SUPPLIED DATA:
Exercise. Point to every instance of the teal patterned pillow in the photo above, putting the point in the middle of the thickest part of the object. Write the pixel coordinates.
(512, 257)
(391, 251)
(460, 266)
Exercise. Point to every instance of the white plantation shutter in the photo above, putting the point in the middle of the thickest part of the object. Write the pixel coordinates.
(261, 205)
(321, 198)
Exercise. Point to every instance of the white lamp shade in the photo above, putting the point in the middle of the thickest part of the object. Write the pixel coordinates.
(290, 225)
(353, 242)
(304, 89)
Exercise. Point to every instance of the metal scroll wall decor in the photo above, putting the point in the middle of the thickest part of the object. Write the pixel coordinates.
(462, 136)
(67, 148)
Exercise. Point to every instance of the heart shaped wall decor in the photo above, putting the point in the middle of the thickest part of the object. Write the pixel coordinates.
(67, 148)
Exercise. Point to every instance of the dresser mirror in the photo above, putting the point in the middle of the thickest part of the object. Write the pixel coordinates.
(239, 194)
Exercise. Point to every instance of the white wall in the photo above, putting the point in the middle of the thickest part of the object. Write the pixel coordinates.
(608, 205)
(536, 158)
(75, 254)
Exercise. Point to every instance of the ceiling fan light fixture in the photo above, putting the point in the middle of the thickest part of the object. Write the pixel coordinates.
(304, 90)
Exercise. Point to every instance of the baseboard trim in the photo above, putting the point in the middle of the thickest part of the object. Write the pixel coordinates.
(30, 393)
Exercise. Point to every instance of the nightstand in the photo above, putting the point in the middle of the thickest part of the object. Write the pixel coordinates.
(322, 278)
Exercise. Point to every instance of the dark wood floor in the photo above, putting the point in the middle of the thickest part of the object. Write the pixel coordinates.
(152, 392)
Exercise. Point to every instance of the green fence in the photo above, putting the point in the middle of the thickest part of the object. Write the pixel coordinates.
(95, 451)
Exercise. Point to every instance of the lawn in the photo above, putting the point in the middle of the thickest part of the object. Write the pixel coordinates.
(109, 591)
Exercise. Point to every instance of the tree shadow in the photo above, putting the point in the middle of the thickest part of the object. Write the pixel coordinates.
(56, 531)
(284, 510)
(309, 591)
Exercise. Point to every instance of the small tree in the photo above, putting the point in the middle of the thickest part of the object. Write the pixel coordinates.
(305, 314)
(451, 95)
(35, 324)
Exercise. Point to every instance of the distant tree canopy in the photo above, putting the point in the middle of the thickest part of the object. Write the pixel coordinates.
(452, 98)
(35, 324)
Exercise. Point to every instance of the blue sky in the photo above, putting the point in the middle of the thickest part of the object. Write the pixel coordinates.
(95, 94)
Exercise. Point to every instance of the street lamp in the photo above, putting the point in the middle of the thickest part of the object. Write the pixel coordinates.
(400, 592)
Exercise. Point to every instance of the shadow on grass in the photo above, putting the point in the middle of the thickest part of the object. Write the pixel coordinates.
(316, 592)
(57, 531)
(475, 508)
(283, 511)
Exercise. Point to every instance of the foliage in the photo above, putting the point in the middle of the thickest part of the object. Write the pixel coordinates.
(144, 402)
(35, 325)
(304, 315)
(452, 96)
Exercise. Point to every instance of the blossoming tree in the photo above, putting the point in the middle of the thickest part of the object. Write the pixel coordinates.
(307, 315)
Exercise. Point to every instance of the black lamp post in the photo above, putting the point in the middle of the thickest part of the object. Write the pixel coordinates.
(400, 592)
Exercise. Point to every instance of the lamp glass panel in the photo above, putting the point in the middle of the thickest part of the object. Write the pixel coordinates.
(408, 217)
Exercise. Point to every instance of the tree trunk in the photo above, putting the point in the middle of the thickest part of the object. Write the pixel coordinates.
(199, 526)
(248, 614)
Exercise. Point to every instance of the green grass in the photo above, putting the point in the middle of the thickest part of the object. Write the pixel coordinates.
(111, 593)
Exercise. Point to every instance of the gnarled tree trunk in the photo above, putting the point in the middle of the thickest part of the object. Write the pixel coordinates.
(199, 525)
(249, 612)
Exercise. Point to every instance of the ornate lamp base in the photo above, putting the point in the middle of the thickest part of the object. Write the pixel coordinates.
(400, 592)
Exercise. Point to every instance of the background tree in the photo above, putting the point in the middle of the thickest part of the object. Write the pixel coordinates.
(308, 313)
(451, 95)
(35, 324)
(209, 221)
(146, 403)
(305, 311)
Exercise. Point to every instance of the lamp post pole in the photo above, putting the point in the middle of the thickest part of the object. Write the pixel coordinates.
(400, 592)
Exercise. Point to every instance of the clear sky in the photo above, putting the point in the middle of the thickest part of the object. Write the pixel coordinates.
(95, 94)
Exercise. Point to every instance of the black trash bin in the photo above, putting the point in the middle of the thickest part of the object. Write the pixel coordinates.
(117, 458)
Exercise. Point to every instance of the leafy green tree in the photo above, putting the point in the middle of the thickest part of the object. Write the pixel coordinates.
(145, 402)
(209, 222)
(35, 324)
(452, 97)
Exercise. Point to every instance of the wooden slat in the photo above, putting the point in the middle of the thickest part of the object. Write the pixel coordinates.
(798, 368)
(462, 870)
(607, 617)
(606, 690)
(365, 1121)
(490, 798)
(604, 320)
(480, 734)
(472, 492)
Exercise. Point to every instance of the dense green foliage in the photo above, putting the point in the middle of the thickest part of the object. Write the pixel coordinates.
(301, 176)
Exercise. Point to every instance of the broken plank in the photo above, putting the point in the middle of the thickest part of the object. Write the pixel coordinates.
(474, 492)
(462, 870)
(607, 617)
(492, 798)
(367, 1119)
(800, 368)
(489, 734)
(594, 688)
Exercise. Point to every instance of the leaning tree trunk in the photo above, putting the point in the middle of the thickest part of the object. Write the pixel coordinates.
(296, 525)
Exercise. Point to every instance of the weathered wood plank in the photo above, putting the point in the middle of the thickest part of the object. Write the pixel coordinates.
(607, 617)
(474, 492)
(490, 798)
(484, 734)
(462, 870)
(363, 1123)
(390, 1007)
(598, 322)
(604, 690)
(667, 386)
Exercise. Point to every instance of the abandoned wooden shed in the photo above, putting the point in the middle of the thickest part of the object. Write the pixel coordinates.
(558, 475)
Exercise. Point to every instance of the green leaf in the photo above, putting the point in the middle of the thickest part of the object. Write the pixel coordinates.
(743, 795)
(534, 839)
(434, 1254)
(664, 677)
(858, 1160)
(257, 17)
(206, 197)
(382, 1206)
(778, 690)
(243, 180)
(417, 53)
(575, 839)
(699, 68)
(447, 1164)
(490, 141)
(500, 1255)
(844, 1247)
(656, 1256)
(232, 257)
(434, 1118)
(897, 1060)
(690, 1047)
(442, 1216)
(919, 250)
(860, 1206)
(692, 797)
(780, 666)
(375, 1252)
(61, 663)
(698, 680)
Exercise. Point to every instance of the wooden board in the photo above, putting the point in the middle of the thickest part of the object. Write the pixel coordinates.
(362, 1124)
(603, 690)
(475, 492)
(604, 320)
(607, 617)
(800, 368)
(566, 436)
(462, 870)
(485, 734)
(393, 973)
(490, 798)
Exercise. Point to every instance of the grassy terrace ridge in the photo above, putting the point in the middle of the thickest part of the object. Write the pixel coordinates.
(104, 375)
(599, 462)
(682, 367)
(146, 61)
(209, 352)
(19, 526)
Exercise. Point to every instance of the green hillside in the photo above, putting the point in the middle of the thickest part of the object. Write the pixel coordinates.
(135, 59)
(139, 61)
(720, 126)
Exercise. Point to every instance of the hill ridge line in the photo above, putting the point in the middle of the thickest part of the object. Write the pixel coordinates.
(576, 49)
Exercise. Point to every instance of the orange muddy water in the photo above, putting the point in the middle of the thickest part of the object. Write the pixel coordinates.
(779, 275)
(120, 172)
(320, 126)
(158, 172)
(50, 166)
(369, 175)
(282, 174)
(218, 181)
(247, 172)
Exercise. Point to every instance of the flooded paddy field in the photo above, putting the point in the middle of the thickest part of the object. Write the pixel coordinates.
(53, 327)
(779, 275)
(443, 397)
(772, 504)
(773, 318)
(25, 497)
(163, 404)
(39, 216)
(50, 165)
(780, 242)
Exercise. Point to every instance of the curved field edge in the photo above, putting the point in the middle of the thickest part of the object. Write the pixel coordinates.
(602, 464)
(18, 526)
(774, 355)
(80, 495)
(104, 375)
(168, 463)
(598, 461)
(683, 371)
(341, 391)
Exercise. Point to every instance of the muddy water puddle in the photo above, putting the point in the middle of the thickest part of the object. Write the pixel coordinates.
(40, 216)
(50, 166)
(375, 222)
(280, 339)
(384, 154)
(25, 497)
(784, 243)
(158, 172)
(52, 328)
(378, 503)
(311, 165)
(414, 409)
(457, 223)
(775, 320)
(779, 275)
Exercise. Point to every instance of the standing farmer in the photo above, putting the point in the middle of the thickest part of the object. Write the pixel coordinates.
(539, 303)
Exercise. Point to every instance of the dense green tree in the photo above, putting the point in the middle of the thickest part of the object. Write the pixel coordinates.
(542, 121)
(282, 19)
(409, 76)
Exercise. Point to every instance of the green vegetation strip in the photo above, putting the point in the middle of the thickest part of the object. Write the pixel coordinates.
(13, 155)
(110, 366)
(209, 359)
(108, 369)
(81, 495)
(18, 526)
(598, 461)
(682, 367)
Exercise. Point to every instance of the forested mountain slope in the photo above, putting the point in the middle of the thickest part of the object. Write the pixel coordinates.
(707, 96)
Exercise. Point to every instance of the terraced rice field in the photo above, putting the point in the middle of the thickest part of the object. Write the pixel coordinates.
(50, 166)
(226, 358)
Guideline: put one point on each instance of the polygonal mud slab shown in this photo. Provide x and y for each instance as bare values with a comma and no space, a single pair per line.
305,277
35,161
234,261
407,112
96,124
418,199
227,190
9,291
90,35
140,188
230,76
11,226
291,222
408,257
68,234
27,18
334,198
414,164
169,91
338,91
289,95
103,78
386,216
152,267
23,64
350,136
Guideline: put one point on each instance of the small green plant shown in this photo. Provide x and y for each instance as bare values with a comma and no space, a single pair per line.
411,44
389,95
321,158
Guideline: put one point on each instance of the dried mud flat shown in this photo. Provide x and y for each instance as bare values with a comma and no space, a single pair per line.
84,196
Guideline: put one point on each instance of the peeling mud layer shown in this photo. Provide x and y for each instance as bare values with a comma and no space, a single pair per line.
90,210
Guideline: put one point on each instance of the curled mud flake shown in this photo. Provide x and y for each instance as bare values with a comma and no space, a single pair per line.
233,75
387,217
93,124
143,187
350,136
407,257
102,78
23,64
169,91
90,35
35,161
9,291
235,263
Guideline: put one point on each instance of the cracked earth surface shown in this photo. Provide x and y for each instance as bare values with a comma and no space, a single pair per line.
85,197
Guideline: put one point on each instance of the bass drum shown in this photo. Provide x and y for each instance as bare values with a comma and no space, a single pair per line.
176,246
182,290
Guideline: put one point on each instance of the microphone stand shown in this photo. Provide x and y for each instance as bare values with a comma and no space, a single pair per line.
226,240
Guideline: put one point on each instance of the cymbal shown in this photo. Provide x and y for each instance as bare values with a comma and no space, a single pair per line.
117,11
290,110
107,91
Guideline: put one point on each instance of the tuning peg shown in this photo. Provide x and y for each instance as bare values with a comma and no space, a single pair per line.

WRITTEN PROBLEM: Rewrite the items starting with the line containing "Exercise. Point to every instance of the green leaf" and continuing through the line containing "(442, 1216)", changing "green leaf" to "yellow leaf" and leaving everything else unchanged.

TASK ANSWER:
Exercise. Point to every instance of the yellow leaf in the photo above, putting the point in the middle of the thickest part of the object. Write the pixel coordinates.
(743, 795)
(534, 839)
(434, 1254)
(664, 677)
(858, 1160)
(257, 17)
(206, 197)
(382, 1206)
(778, 690)
(243, 180)
(417, 53)
(575, 839)
(699, 68)
(447, 1164)
(490, 141)
(500, 1255)
(844, 1247)
(656, 1256)
(232, 257)
(434, 1118)
(897, 1060)
(690, 1047)
(442, 1216)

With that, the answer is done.